=== Task input ===
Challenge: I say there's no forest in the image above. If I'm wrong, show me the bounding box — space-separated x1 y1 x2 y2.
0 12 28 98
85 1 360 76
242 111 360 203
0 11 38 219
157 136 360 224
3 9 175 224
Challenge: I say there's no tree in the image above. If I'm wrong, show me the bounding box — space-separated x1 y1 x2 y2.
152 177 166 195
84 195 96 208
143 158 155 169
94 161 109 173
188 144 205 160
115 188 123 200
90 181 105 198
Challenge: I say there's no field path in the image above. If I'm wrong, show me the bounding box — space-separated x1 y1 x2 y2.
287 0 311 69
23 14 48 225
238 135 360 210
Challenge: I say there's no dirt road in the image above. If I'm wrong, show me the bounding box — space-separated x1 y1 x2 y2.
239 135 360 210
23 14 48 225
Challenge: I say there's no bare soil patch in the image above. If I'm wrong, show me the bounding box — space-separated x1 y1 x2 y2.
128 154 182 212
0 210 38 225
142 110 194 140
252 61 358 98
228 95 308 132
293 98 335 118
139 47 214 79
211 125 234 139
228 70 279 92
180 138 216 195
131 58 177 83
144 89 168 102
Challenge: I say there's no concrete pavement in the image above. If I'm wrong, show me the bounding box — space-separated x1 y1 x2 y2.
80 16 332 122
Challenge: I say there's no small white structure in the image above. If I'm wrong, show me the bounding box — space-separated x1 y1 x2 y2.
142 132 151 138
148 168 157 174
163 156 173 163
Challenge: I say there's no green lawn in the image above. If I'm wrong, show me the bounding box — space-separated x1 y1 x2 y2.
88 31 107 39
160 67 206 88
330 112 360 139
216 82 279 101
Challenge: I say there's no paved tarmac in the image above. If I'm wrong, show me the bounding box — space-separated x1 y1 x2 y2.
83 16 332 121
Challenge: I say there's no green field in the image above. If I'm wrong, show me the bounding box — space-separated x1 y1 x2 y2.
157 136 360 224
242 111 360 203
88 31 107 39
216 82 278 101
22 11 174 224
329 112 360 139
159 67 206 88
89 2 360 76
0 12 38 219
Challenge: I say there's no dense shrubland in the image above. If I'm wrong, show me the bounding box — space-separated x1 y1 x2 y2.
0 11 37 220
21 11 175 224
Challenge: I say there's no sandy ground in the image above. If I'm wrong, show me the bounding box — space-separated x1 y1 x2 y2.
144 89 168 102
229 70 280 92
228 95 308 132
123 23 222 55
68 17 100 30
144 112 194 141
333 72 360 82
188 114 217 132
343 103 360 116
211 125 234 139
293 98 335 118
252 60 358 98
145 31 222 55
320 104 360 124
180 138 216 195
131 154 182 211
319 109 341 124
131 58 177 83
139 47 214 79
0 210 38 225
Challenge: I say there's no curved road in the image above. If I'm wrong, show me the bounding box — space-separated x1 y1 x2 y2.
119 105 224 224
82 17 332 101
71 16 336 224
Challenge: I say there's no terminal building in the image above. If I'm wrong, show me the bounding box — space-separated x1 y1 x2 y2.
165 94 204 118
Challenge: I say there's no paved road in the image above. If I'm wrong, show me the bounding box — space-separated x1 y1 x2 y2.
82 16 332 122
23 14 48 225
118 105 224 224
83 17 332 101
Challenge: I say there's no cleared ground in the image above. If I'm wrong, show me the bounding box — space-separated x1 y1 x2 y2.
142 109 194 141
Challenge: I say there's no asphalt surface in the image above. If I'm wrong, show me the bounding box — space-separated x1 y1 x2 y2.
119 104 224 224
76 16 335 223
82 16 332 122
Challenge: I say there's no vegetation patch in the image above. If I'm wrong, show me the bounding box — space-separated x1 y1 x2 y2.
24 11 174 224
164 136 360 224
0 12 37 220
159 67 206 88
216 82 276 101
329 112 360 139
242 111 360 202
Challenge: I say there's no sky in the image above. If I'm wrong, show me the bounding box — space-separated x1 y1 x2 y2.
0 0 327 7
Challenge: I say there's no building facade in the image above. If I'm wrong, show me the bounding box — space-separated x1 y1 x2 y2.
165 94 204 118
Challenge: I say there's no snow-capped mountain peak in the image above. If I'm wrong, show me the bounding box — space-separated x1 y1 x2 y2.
===
▸ What the task requires: Each of the lines from the one holding "Challenge: I say there's no vegetation" through the final line of the entries is to be set down exactly, and no others.

▸ Task response:
Challenge: I say there's no vegetation patch in the image above. If I'm wrong, show me the bounding box — space-separated x1 y1 x2 y2.
24 11 174 224
164 136 360 224
0 12 37 220
159 67 206 88
216 82 276 101
329 112 360 139
242 111 360 202
Challenge: I say there's no sky in the image above. If I'm wrong, show me the bounding box — space-separated x1 y1 x2 y2.
0 0 327 7
Challenge: I say there's no building facade in the image above. If I'm wrong, show me the bounding box — space-separated x1 y1 x2 y2.
165 94 204 118
Challenge: I say there's no snow-capped mountain peak in the image above. If I'm wrong, show me the bounding box — space-separated x1 y1 x2 y2.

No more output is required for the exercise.